- Opening Delimiter -

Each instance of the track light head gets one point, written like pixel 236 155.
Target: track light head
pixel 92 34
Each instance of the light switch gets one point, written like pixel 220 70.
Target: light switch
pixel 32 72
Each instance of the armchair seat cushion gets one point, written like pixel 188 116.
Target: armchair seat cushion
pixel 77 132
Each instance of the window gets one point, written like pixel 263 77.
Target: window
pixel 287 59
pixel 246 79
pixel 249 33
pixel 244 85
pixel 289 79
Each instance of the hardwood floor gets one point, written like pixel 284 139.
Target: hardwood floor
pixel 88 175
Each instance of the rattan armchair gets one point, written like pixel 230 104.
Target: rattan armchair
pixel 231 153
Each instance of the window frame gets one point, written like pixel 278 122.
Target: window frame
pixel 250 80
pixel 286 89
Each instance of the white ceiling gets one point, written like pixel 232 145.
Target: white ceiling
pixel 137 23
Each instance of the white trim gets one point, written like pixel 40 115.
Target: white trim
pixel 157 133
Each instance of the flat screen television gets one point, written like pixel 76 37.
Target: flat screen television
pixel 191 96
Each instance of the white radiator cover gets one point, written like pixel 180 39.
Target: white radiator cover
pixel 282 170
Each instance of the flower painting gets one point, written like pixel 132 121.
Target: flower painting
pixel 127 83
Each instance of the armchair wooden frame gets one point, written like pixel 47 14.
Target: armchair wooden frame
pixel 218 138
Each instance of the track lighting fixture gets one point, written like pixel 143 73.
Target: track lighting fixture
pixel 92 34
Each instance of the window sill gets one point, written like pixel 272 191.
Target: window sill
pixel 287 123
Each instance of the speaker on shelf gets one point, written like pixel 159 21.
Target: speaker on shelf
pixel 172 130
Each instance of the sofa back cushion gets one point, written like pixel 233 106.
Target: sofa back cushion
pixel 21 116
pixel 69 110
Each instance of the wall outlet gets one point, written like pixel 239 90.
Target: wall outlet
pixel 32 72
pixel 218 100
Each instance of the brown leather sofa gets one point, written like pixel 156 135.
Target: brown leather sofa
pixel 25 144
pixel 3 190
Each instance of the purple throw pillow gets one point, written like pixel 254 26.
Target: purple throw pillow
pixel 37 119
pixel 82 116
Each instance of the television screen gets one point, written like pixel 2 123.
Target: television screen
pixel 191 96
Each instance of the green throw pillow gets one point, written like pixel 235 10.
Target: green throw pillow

- Closing Delimiter -

What to do:
Using the entries above, give back exactly the line containing "Each instance of the light", the line containing "Each instance of the window sill", and every line between them, and nothing else.

Answer box:
Each instance of the light switch gets one point, written like pixel 220 70.
Target: light switch
pixel 32 72
Each instance of the armchair seat cushion gets one point, written like pixel 188 116.
Target: armchair seat cushion
pixel 77 132
Each instance of the window gets one point, written like pixel 263 77.
Target: window
pixel 287 59
pixel 246 79
pixel 249 33
pixel 244 85
pixel 289 79
Each instance of the hardwood floor gets one point, written like pixel 284 139.
Target: hardwood floor
pixel 88 175
Each instance of the rattan armchair gets one point, written like pixel 230 104.
Target: rattan armchair
pixel 231 153
Each instance of the window frame gets one point, written like pixel 278 122.
Target: window frame
pixel 250 80
pixel 286 89
Each instance of the white ceiling gets one point, written like pixel 232 145.
Target: white ceiling
pixel 137 23
Each instance of the white trim gets one point, written like pixel 40 115.
Target: white trim
pixel 157 133
Each instance of the flat screen television gets one point, written like pixel 76 37.
Target: flat screen television
pixel 191 96
Each instance of the white radiator cover gets one point, written like pixel 180 39.
Target: white radiator cover
pixel 282 170
Each instance of the flower painting gets one point, written like pixel 132 121.
Target: flower painting
pixel 127 83
Each instance of the armchair wooden frame gets one point, written like pixel 47 14.
Target: armchair wooden frame
pixel 218 138
Each instance of the track lighting fixture gets one point, written like pixel 143 73.
Target: track lighting fixture
pixel 92 34
Each instance of the window sill gets one point, written like pixel 272 191.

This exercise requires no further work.